■ DATA LINES
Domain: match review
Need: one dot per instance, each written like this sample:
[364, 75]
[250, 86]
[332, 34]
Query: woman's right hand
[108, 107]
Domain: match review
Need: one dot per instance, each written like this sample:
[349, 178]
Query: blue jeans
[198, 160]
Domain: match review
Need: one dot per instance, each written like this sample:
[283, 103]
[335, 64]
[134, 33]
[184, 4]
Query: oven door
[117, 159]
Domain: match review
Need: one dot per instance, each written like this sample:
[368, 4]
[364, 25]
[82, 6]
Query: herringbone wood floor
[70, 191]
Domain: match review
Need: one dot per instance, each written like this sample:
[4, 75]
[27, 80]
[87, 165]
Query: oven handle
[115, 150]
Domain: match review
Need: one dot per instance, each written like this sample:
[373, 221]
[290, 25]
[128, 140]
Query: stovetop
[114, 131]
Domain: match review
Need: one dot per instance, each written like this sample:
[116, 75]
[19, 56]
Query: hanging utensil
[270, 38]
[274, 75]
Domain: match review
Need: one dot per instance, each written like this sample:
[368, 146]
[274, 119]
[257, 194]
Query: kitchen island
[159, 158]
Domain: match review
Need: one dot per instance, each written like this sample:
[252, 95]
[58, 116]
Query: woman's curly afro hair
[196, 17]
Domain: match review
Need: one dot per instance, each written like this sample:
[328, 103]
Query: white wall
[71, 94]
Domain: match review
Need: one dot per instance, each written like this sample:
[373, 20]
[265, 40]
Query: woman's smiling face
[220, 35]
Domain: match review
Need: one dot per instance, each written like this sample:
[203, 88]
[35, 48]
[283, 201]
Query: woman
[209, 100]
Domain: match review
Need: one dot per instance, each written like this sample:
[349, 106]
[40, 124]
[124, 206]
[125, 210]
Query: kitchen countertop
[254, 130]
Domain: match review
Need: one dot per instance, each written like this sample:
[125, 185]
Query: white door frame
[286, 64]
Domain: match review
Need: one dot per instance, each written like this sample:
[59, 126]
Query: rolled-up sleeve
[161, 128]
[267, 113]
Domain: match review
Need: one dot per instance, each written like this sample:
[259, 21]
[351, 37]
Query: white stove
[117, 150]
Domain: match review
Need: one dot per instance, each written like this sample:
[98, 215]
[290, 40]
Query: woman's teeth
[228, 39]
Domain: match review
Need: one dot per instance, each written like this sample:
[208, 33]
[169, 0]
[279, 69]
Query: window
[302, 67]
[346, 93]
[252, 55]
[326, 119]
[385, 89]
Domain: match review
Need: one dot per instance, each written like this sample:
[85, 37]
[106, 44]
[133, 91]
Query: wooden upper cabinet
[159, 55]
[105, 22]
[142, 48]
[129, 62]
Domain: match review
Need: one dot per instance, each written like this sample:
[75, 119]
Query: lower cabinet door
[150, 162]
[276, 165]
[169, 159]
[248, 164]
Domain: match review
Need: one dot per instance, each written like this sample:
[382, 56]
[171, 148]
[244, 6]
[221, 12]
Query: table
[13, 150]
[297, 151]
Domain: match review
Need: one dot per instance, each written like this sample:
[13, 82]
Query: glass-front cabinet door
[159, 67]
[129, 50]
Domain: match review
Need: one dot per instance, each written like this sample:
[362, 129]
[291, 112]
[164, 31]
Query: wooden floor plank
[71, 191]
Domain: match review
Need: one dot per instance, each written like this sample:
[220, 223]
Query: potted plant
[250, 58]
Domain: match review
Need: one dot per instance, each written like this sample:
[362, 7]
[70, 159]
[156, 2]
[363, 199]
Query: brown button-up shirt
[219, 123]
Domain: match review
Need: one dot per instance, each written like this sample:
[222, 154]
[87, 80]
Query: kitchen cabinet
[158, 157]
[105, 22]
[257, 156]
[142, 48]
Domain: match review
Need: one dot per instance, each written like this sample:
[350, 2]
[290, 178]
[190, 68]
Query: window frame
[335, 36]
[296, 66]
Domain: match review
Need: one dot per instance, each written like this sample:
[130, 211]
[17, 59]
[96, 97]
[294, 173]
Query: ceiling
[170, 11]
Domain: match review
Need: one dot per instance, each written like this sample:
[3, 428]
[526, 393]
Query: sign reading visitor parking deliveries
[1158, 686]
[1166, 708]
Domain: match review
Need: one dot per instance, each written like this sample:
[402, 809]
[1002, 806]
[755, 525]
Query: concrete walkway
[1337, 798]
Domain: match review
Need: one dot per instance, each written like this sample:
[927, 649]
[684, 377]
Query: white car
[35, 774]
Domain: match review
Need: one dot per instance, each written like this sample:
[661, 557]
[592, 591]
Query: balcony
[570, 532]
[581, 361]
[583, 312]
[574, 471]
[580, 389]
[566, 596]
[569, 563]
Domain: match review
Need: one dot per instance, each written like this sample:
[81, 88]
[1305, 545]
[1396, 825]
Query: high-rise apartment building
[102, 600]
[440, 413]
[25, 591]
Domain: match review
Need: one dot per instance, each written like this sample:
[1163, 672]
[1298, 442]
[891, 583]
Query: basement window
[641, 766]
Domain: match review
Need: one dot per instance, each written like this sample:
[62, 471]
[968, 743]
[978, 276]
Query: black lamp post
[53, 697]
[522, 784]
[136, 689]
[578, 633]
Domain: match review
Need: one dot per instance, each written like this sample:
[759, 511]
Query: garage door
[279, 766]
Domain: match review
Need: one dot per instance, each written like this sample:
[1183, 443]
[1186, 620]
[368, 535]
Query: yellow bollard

■ CHALLENGE
Output the records above in their entirety, exactly.

■ RESPONSE
Domain: match review
Need: one dot per instance, each written like this sample:
[364, 75]
[250, 86]
[332, 34]
Query: woman's right hand
[108, 107]
Domain: match review
Need: one dot per instance, each written like this sample:
[349, 178]
Query: blue jeans
[198, 160]
Domain: match review
Need: one dot per instance, each written like this sample:
[283, 103]
[335, 64]
[134, 33]
[184, 4]
Query: oven door
[117, 159]
Domain: match review
Need: one dot per instance, each written like this sample:
[368, 4]
[364, 25]
[82, 6]
Query: herringbone wood floor
[70, 191]
Domain: match review
Need: one dot per instance, each written like this sample:
[4, 75]
[27, 80]
[87, 165]
Query: oven handle
[115, 150]
Domain: match review
Need: one dot per instance, each written like this sample:
[373, 221]
[290, 25]
[128, 140]
Query: stovetop
[114, 131]
Domain: match review
Need: one dot per instance, each written like this sample:
[116, 75]
[19, 56]
Query: hanging utensil
[270, 38]
[274, 75]
Domain: match review
Need: one dot per instance, each written like this sample:
[368, 146]
[274, 119]
[257, 194]
Query: kitchen island
[159, 158]
Domain: match review
Need: one dot per instance, each written like this sample:
[252, 95]
[58, 116]
Query: woman's curly afro hair
[196, 17]
Domain: match review
Need: one dot per instance, each written like this sample:
[328, 103]
Query: white wall
[71, 94]
Domain: match review
Need: one dot per instance, each written like this sample:
[373, 20]
[265, 40]
Query: woman's smiling face
[220, 35]
Domain: match review
Need: one dot per instance, each written like this sample:
[203, 88]
[35, 48]
[283, 201]
Query: woman
[209, 100]
Domain: match review
Need: one dot per instance, each written like this sample:
[349, 106]
[40, 124]
[124, 206]
[125, 210]
Query: kitchen countertop
[254, 130]
Domain: match review
Need: one dot per instance, each written like this sample:
[125, 185]
Query: white door frame
[286, 64]
Domain: match review
Need: one dot per instance, each written like this sample:
[59, 126]
Query: rolled-up sleeve
[161, 128]
[267, 113]
Domain: match review
Need: one dot per instance, each written like this sample:
[259, 21]
[351, 37]
Query: white stove
[117, 150]
Domain: match review
Need: one dot per instance, each written like this sample:
[98, 215]
[290, 40]
Query: woman's teeth
[228, 39]
Domain: match review
Need: one dot per instance, each written like this sample:
[208, 33]
[169, 0]
[279, 69]
Query: window
[302, 67]
[346, 93]
[252, 55]
[326, 119]
[385, 89]
Domain: match review
Need: one dot per instance, each written like this sample:
[85, 37]
[106, 44]
[133, 91]
Query: wooden upper cabinet
[159, 55]
[105, 22]
[142, 48]
[129, 62]
Domain: match review
Need: one dot per instance, each written like this sample:
[75, 119]
Query: lower cabinet door
[150, 162]
[276, 165]
[169, 159]
[248, 164]
Domain: match review
Need: one dot per instance, each written like this sample:
[382, 56]
[171, 148]
[244, 6]
[221, 12]
Query: table
[13, 150]
[297, 151]
Domain: match review
Need: one dot per instance, each written like this sample:
[13, 82]
Query: glass-front cabinet door
[159, 67]
[129, 50]
Domain: match review
Need: one dot per instance, each written like this sample:
[362, 129]
[291, 112]
[164, 31]
Query: wooden floor plank
[71, 191]
Domain: match review
Need: one dot per instance, each written like this sample:
[220, 223]
Query: potted plant
[250, 58]
Domain: match review
Need: one dot per instance, each written like this sample:
[362, 7]
[70, 159]
[156, 2]
[363, 199]
Query: brown button-up shirt
[219, 123]
Domain: match review
Need: one dot per instance, each written like this sample:
[222, 154]
[87, 80]
Query: kitchen cabinet
[158, 157]
[105, 22]
[257, 156]
[142, 48]
Domain: match review
Need: one dot per instance, each written like this sample:
[350, 2]
[290, 178]
[190, 68]
Query: window frame
[335, 36]
[296, 66]
Domain: match review
Need: one dot per instance, each written like this sample:
[130, 211]
[17, 59]
[96, 97]
[294, 173]
Query: ceiling
[170, 11]
Domain: match review
Need: one dot per instance, each written like this sample:
[3, 428]
[526, 393]
Query: sign reading visitor parking deliveries
[1158, 686]
[1166, 708]
Domain: match review
Need: one dot per instance, each written like this sample:
[402, 809]
[1002, 806]
[755, 525]
Query: concrete walkway
[1337, 798]
Domain: match review
Need: one dot per instance, each written like this sample:
[927, 649]
[684, 377]
Query: white car
[35, 774]
Domain: match review
Need: one dot per instance, each written like this sample:
[661, 557]
[592, 591]
Query: balcony
[570, 532]
[581, 361]
[583, 312]
[574, 471]
[580, 389]
[566, 596]
[569, 563]
Domain: match review
Need: one dot per instance, each written like this sample:
[81, 88]
[1305, 545]
[1396, 825]
Query: high-rise apartment building
[102, 600]
[440, 413]
[25, 591]
Domain: match review
Need: one dot per instance, each written like this sample:
[1163, 672]
[1298, 442]
[891, 583]
Query: basement window
[641, 766]
Domain: match review
Need: one dot per instance, each written like this sample:
[62, 471]
[968, 743]
[978, 276]
Query: black lamp post
[53, 697]
[522, 784]
[136, 689]
[578, 633]
Domain: match review
Need: one dot per instance, each written like this sample:
[759, 511]
Query: garage door
[279, 766]
Domain: match review
Need: one dot per instance, each written like this sample:
[1183, 443]
[1186, 620]
[368, 535]
Query: yellow bollard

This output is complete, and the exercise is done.